YOUR TASK:
Lines before the one containing "Where can the black cowboy" are excluded; reproduce that line and all lines after it in the entries below, exactly.

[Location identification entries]
===

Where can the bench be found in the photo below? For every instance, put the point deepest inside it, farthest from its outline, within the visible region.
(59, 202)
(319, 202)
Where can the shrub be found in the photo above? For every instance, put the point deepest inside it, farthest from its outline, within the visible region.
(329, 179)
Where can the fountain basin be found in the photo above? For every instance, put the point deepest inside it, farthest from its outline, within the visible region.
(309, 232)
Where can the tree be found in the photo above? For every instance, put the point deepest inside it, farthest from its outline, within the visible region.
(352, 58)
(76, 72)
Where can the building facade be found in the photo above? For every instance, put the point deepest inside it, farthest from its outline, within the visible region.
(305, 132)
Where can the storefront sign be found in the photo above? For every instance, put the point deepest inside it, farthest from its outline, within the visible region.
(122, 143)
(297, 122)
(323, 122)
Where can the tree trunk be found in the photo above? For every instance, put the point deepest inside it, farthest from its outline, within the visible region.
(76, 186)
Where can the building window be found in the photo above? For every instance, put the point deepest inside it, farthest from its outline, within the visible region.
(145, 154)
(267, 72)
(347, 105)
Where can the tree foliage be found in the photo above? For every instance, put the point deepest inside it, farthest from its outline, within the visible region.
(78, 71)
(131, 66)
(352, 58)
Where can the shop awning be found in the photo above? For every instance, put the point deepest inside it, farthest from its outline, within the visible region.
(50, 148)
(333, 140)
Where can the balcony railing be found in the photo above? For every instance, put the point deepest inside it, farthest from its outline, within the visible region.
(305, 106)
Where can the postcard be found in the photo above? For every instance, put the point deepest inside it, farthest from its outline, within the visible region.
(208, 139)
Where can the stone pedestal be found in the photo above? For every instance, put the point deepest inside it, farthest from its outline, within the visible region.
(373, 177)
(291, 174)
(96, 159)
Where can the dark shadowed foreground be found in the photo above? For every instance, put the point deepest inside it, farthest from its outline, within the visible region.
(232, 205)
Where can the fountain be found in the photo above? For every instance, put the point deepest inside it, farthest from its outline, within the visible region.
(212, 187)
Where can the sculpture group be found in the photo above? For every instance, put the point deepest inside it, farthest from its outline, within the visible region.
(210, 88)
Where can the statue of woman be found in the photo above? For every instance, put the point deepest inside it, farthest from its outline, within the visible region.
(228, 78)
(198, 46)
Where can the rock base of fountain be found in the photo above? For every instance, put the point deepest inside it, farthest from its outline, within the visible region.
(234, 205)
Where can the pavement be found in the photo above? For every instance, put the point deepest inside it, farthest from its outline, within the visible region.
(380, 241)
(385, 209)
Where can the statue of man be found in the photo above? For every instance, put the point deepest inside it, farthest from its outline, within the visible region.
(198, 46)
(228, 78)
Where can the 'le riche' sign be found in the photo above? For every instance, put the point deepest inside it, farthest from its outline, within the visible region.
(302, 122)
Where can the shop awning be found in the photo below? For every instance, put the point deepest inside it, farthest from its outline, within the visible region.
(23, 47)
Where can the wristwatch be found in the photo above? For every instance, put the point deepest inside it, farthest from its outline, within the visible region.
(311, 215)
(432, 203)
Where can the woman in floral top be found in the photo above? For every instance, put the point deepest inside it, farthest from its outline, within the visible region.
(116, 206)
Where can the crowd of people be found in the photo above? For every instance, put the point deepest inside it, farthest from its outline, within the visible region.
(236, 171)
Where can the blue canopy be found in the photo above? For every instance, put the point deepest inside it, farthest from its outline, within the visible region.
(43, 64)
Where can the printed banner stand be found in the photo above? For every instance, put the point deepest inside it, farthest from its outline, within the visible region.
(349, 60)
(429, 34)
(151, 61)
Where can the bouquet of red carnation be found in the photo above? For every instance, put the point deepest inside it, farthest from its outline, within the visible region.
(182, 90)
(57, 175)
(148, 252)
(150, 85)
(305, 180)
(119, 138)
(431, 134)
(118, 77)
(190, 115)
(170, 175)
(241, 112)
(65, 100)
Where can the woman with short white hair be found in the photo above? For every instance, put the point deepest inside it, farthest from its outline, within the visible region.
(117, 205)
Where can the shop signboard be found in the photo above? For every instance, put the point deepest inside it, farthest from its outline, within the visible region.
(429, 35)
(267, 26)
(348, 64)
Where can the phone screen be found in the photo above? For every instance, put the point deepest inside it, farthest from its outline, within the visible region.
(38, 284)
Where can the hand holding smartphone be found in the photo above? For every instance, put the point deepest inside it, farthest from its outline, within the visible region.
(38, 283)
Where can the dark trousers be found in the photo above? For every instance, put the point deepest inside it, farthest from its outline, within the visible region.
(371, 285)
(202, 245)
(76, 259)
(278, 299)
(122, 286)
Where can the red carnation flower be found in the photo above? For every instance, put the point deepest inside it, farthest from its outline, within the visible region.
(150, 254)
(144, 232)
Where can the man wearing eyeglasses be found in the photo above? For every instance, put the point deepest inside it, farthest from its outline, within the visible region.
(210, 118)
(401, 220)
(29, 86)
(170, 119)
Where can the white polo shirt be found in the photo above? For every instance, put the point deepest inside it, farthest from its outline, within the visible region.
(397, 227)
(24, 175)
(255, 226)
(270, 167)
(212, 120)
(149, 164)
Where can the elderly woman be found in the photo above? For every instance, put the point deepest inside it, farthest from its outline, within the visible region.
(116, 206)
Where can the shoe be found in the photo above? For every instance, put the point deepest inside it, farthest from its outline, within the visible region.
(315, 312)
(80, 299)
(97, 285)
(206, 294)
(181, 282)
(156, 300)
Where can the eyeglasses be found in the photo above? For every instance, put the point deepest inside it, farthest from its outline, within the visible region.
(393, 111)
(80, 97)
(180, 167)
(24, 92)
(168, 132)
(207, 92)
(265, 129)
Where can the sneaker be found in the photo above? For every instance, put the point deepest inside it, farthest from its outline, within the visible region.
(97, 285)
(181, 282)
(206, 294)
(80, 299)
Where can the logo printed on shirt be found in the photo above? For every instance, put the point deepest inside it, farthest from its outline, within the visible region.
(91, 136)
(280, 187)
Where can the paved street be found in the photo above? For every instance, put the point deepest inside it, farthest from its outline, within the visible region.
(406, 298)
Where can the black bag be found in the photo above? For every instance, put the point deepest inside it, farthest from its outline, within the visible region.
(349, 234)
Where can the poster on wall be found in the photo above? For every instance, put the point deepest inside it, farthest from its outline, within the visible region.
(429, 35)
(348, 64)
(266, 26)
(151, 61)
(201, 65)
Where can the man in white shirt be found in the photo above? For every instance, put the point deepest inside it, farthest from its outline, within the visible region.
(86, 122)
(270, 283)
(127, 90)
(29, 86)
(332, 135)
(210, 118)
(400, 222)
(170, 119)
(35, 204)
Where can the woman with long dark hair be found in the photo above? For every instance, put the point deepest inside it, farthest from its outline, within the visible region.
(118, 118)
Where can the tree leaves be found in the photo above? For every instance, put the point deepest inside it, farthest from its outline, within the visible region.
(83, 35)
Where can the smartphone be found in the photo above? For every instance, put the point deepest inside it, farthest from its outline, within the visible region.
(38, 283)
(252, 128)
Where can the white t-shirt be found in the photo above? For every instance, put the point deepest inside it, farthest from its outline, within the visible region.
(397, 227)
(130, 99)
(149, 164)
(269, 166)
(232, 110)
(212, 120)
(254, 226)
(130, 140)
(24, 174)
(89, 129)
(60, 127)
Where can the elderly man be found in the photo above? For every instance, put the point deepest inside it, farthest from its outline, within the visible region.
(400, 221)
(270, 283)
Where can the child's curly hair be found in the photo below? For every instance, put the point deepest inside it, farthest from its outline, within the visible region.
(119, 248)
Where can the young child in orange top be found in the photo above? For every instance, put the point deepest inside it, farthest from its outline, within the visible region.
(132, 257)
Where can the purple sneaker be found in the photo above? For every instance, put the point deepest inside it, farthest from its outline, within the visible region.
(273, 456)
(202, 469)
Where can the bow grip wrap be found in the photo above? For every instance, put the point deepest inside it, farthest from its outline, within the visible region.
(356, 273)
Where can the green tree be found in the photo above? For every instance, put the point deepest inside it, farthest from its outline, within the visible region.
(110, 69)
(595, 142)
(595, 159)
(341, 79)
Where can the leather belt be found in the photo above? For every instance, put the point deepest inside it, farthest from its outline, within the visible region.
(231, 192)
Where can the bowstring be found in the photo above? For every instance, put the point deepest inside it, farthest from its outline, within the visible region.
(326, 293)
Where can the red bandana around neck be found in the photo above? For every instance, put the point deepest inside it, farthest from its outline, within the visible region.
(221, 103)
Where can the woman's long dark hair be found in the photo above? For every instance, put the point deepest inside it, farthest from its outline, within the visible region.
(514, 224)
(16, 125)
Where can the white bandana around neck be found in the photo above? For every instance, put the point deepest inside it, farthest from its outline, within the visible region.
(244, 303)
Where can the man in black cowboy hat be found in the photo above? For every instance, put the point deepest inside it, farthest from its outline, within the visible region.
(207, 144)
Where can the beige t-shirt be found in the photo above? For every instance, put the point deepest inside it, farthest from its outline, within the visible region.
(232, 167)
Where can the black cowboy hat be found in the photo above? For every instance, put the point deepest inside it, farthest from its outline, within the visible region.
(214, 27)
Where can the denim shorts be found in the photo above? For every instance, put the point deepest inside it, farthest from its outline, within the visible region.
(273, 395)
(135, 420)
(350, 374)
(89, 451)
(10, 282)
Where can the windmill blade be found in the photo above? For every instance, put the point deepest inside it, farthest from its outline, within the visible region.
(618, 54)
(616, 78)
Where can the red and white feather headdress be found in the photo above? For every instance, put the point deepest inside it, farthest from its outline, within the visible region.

===

ANSWER TO THE PROBLEM:
Where can the black cowboy hat be found in the photo above? For every instance, put the point deepest inside it, farthest from its outline, within the visible region.
(214, 27)
Where can the denim shorts be found in the photo above? For every instance, put the point deepest inside it, farthest from its outline, within the visible region.
(273, 395)
(135, 420)
(350, 374)
(89, 451)
(10, 282)
Where can the windmill blade be found in the photo above? For every instance, put the point deepest inside it, farthest from its outline, within the visible region.
(618, 54)
(616, 78)
Where can the red and white feather headdress be found in the photo above? For every instance, put the point deepest inside it, farthest from its outline, within the visible region.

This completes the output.